(PASSAGE TO READ begins)

I mean we were told God loved us but I just never understood what that meant for a long, long time. My faux relationship with God had a big cloud of fear, the size of Australia, hanging over it. My devotion was for a long time compelled more by fear than by love.
I mean when you had list upon list of to-dos to placate God and stay in his good books. I mean nothing came for free in this God’s economy. You had to do to get. Nothing except what we were told was the most important thing – his son, Jesus. He gave Jesus for free as a visa into His paradise but once you got in there – you had to EARN your coin. And God was unquestionable. He sounded more like Hitler than a saviour. It was like he saved us yeah, but we had to pay every dime of that blood that was shed or lose the salvation.
But I know better now.
Nothing could be more toxic for the growth and development of a child than a deathly cocktail of awful parenting (not just by parents but also by guardians, teachers and other adult influences in a child’s life) and an inaccurate knowledge of God – one who I have now found to be truly good and highly misrepresented.
I mean parents have a responsibility to build their children and are largely responsible for how they turn out in life. Parents are not to tear their kids down with hateful and resentful words that erode kids’ confidence in themselves and their ability to make something good of their own lives.
My sociology class taught me that a child is born a biological being and then progresses to becoming a social being through various socialising influences. And the first and primal agent of socialisaton that the child comes in contact with (in ideal settings) is its family – parents and siblings if there are any. The strength of this foundation determines the quality and strength of the superstructure that eventually sits on it.
The values, norms and principles that the child is introduced to at home become the filters that govern how he responds to other agents of socialisation like teachers, various peer groups and the media, when he becomes exposed to them.

(PASSAGE TO READ ends)
(EXERCISE DATA begins)

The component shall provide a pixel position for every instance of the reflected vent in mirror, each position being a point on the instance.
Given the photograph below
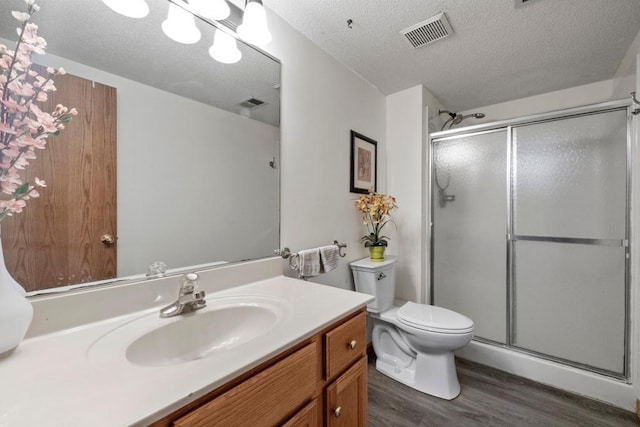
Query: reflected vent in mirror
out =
(433, 29)
(251, 103)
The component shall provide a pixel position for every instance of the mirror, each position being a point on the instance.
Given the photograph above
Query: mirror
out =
(197, 145)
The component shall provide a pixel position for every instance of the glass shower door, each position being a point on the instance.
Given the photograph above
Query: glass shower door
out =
(469, 212)
(569, 239)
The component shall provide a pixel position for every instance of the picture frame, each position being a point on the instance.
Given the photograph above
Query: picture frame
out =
(364, 164)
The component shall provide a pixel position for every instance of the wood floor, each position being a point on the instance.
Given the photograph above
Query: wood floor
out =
(489, 398)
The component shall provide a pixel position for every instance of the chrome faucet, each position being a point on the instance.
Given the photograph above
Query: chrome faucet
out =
(188, 300)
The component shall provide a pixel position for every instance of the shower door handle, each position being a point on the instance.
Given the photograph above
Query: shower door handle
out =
(572, 240)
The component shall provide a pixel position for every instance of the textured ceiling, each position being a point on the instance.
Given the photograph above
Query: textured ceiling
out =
(498, 52)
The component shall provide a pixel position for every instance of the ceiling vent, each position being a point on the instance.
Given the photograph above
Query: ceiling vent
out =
(425, 32)
(251, 103)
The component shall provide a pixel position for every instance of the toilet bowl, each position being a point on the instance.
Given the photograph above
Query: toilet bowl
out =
(414, 343)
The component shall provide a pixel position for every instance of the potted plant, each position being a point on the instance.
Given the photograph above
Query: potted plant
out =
(376, 211)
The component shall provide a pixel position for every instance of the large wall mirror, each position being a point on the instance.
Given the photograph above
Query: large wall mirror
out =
(195, 143)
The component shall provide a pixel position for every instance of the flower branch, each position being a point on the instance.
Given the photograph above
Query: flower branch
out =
(24, 127)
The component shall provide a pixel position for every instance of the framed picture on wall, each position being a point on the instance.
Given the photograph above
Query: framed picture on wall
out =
(364, 161)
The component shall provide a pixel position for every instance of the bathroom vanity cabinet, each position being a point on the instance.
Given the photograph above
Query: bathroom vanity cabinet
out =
(321, 381)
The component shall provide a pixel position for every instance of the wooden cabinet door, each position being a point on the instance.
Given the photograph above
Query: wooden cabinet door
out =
(346, 398)
(55, 241)
(309, 416)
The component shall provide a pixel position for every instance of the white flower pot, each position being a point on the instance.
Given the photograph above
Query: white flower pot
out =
(16, 311)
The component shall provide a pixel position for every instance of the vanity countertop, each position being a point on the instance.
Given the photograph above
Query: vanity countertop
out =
(52, 380)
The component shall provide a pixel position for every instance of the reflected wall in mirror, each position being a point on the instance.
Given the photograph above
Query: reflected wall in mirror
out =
(194, 182)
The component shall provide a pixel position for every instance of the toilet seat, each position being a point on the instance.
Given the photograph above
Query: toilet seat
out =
(433, 319)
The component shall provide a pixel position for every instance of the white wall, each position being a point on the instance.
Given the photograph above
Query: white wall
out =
(408, 115)
(171, 151)
(635, 230)
(405, 133)
(322, 101)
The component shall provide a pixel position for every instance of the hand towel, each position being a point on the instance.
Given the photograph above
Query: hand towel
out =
(309, 262)
(329, 256)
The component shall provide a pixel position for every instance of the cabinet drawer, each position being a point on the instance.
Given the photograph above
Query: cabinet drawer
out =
(265, 399)
(344, 344)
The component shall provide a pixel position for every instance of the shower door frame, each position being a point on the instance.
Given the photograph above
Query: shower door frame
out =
(510, 238)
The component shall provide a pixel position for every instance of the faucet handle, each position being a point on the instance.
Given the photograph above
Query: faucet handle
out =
(188, 283)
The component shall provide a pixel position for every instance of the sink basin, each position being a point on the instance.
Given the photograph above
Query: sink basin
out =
(225, 324)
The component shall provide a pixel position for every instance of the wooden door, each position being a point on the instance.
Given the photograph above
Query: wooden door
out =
(56, 240)
(346, 397)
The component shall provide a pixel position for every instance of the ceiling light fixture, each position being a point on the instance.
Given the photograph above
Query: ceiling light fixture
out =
(180, 25)
(216, 10)
(130, 8)
(224, 48)
(254, 24)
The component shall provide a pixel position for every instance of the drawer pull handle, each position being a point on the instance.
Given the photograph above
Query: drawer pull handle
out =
(337, 412)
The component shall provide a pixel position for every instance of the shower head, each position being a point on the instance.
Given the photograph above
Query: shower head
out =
(457, 118)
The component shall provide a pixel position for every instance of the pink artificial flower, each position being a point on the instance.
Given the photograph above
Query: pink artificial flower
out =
(16, 206)
(6, 128)
(13, 107)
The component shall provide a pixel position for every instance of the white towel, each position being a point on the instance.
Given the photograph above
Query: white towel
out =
(329, 256)
(309, 262)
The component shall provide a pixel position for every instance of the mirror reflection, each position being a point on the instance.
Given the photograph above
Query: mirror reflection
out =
(173, 156)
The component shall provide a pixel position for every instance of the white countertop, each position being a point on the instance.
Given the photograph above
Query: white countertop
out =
(50, 380)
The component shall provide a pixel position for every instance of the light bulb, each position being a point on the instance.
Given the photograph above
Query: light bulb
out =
(254, 24)
(224, 48)
(130, 8)
(216, 10)
(180, 25)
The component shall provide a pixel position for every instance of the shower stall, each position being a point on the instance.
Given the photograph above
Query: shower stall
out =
(530, 234)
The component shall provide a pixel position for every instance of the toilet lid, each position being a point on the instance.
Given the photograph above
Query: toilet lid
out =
(431, 318)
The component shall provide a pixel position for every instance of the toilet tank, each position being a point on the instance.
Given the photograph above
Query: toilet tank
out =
(377, 279)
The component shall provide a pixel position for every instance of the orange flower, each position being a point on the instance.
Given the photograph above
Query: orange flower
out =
(376, 209)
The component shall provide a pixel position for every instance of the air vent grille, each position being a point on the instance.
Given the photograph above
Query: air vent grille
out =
(251, 103)
(429, 31)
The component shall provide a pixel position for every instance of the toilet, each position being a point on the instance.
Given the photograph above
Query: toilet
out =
(414, 343)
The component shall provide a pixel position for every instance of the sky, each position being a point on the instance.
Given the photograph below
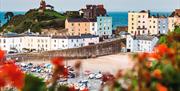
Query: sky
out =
(110, 5)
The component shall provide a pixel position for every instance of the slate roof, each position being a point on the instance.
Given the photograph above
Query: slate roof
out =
(81, 20)
(144, 37)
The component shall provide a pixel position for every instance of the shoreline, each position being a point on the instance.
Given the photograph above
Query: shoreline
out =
(109, 63)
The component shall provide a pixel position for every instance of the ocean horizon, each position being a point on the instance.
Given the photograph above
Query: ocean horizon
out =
(118, 18)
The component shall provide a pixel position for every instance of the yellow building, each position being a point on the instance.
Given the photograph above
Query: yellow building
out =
(78, 26)
(138, 22)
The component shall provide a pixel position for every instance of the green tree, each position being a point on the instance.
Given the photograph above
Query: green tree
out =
(33, 83)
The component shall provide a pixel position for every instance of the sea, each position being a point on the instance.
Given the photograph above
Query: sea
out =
(118, 18)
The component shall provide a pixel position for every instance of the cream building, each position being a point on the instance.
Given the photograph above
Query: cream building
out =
(138, 23)
(24, 42)
(78, 26)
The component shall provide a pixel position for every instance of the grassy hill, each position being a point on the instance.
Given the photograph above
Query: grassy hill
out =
(35, 21)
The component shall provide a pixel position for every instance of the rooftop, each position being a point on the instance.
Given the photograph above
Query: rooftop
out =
(144, 37)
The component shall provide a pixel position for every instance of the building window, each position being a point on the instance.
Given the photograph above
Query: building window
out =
(143, 31)
(93, 24)
(4, 41)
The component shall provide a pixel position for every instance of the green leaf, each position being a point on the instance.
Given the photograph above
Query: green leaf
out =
(33, 83)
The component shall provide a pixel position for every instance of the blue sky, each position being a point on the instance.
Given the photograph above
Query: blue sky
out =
(110, 5)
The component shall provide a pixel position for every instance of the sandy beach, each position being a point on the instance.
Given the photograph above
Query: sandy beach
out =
(109, 63)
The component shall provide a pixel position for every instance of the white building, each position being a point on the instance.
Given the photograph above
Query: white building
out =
(93, 28)
(104, 26)
(140, 43)
(138, 22)
(142, 23)
(44, 43)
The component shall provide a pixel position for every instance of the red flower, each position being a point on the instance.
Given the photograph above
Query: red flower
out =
(85, 89)
(1, 54)
(155, 56)
(65, 72)
(71, 88)
(2, 80)
(13, 75)
(161, 49)
(160, 87)
(157, 74)
(142, 56)
(58, 61)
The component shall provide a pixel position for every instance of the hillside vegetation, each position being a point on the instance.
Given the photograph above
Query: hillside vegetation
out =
(35, 21)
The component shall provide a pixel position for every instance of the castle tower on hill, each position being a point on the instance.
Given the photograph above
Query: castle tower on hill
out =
(42, 5)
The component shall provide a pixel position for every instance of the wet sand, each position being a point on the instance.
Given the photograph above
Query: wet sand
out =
(110, 63)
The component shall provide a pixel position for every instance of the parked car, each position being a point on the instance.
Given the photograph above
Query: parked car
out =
(91, 76)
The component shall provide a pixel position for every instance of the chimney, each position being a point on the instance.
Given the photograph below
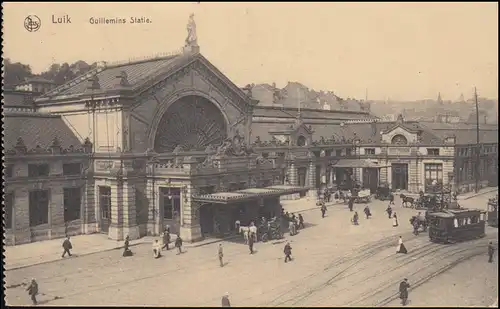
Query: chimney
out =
(373, 126)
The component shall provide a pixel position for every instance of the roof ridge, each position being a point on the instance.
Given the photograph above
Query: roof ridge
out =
(101, 66)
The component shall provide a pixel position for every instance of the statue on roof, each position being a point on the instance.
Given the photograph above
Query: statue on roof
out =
(192, 38)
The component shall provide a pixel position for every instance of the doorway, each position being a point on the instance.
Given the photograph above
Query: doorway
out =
(370, 179)
(400, 176)
(170, 201)
(104, 209)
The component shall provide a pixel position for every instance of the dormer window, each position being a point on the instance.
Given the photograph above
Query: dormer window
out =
(399, 140)
(301, 141)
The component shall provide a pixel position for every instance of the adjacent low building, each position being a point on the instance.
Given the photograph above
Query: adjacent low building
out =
(127, 149)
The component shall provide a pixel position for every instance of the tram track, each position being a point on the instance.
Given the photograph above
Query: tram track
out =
(419, 254)
(366, 252)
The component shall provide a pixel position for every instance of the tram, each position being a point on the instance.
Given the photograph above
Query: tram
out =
(455, 225)
(493, 211)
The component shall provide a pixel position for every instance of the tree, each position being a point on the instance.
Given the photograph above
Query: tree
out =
(15, 73)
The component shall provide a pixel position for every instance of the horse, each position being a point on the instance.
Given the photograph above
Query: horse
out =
(245, 230)
(406, 200)
(252, 231)
(422, 222)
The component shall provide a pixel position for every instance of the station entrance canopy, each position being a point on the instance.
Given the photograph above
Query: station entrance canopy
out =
(248, 194)
(359, 163)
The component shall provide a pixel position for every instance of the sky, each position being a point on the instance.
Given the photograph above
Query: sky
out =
(401, 51)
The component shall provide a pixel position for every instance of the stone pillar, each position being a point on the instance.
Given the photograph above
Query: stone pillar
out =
(155, 213)
(292, 174)
(57, 226)
(190, 229)
(21, 212)
(311, 179)
(89, 219)
(116, 224)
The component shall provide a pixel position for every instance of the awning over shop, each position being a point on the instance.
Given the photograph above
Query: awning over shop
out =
(359, 163)
(248, 194)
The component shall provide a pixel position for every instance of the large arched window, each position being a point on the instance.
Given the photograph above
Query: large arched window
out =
(399, 140)
(301, 141)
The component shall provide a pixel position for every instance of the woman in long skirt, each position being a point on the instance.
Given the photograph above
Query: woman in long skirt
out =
(395, 220)
(401, 247)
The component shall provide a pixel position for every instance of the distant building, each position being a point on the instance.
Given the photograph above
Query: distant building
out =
(36, 85)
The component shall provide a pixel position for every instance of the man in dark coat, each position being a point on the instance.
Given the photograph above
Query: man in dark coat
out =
(351, 203)
(301, 221)
(389, 211)
(166, 239)
(288, 252)
(251, 241)
(491, 250)
(178, 244)
(225, 300)
(126, 249)
(33, 291)
(323, 210)
(403, 291)
(67, 246)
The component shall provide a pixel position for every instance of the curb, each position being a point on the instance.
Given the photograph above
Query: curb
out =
(477, 194)
(142, 242)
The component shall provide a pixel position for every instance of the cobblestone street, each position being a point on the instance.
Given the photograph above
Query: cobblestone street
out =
(336, 263)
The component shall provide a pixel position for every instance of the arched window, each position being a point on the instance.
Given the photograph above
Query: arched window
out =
(399, 140)
(301, 141)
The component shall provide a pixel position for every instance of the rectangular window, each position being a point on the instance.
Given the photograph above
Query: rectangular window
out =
(9, 170)
(9, 209)
(171, 203)
(433, 177)
(72, 204)
(369, 151)
(39, 207)
(433, 151)
(38, 170)
(105, 202)
(72, 169)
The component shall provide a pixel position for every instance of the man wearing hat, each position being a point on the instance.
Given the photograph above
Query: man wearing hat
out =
(33, 291)
(403, 291)
(225, 300)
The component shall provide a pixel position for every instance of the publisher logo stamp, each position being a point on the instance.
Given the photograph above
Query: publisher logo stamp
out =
(32, 23)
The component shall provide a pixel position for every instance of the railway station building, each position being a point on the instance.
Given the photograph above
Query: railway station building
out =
(129, 148)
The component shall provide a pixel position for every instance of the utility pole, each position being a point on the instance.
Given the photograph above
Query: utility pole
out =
(478, 147)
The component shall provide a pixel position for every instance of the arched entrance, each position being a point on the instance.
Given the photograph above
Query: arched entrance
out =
(192, 122)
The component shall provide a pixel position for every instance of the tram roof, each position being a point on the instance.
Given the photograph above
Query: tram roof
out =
(248, 194)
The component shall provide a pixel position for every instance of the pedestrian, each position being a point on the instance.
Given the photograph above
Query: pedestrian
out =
(67, 246)
(491, 250)
(323, 210)
(126, 249)
(403, 291)
(395, 220)
(301, 221)
(156, 249)
(389, 211)
(288, 252)
(33, 291)
(251, 241)
(367, 212)
(401, 247)
(355, 218)
(225, 300)
(178, 244)
(166, 240)
(221, 255)
(416, 225)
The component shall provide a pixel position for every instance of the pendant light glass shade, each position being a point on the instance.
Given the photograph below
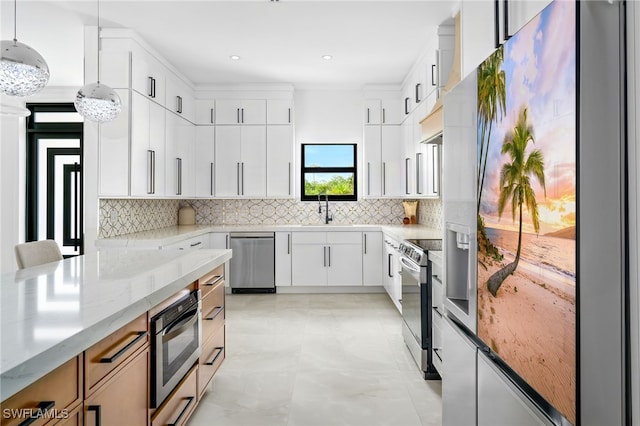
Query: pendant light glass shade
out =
(98, 102)
(23, 71)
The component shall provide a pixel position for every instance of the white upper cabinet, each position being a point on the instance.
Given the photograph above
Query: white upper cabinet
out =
(279, 111)
(179, 99)
(240, 169)
(148, 77)
(241, 111)
(205, 112)
(280, 162)
(204, 161)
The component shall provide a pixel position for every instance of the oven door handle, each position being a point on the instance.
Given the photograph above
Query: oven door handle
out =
(180, 326)
(409, 265)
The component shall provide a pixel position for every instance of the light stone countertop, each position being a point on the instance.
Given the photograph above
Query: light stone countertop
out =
(172, 234)
(51, 313)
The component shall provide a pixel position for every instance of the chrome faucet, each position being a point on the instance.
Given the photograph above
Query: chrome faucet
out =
(327, 217)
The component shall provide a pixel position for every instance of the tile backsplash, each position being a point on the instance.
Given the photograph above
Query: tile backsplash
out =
(125, 216)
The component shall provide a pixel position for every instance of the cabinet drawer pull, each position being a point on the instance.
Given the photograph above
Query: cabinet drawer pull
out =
(218, 309)
(219, 350)
(140, 335)
(97, 409)
(43, 407)
(215, 281)
(189, 400)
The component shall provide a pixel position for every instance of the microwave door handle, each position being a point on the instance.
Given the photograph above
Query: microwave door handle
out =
(180, 326)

(EXERCISE DATA ends)

■ PROBLEMS TO WORK ON ■
[1] In the passage on faith and parenting, reproduce word for word everything from "I mean we were" down to "than by love.".
[2] According to the passage on faith and parenting, what is the first agent of socialization a child comes in contact with in ideal settings?

■ REPLIES ■
[1]
I mean we were told God loved us but I just never understood what that meant for a long, long time. My faux relationship with God had a big cloud of fear, the size of Australia, hanging over it. My devotion was for a long time compelled more by fear than by love.

[2] Its family: parents and siblings if there are any.